● **WORK TASK**: If a record holds a picture, drop the picture and copy everything else exactly.

● **DATASET CONTENT**:
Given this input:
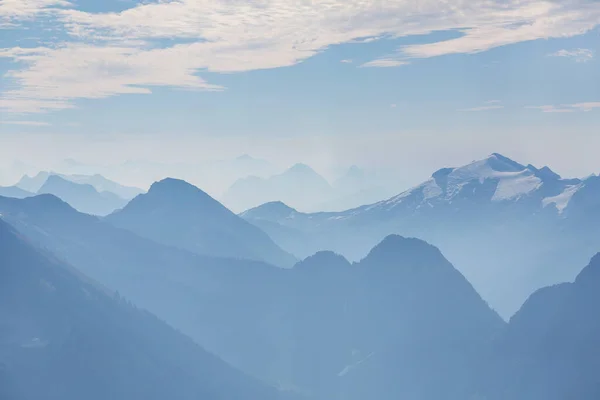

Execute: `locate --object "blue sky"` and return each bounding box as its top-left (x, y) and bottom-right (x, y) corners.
top-left (0, 0), bottom-right (599, 187)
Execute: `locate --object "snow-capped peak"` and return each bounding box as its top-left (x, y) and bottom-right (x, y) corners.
top-left (373, 154), bottom-right (555, 211)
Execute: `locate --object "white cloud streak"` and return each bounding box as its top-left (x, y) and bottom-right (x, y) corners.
top-left (0, 120), bottom-right (51, 126)
top-left (1, 0), bottom-right (600, 113)
top-left (548, 48), bottom-right (594, 62)
top-left (527, 102), bottom-right (600, 113)
top-left (460, 105), bottom-right (505, 112)
top-left (360, 59), bottom-right (410, 68)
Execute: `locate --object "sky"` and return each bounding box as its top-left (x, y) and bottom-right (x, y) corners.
top-left (0, 0), bottom-right (599, 189)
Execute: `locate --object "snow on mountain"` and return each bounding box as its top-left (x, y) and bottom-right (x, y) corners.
top-left (542, 183), bottom-right (583, 213)
top-left (353, 153), bottom-right (582, 216)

● **RESPONSE**:
Given this input:

Execute: `locate --object "blue sky"` and return each bounding box as its top-left (x, y) and bottom-right (x, y) corners.
top-left (0, 0), bottom-right (599, 187)
Execute: `locate --object "snow-capped peak"` and return each bounding box as its top-left (x, y) and bottom-right (x, y) corners.
top-left (373, 154), bottom-right (555, 211)
Execute: `locate --object "white cloud streak"` and return each bounding box as its top-left (x, y) and bottom-right (x, y) corners.
top-left (0, 120), bottom-right (51, 126)
top-left (1, 0), bottom-right (600, 113)
top-left (548, 48), bottom-right (594, 62)
top-left (527, 102), bottom-right (600, 113)
top-left (460, 105), bottom-right (505, 112)
top-left (360, 59), bottom-right (410, 68)
Execute: `locate --object "sky"` and return each bounding box as its top-left (x, y) and bottom-right (x, y) corners.
top-left (0, 0), bottom-right (599, 189)
Execute: `locate --object "snow on mountain"` and return each bounding box as its top-left (x, y) and bottom-right (x, y) corners.
top-left (542, 183), bottom-right (583, 213)
top-left (353, 153), bottom-right (582, 216)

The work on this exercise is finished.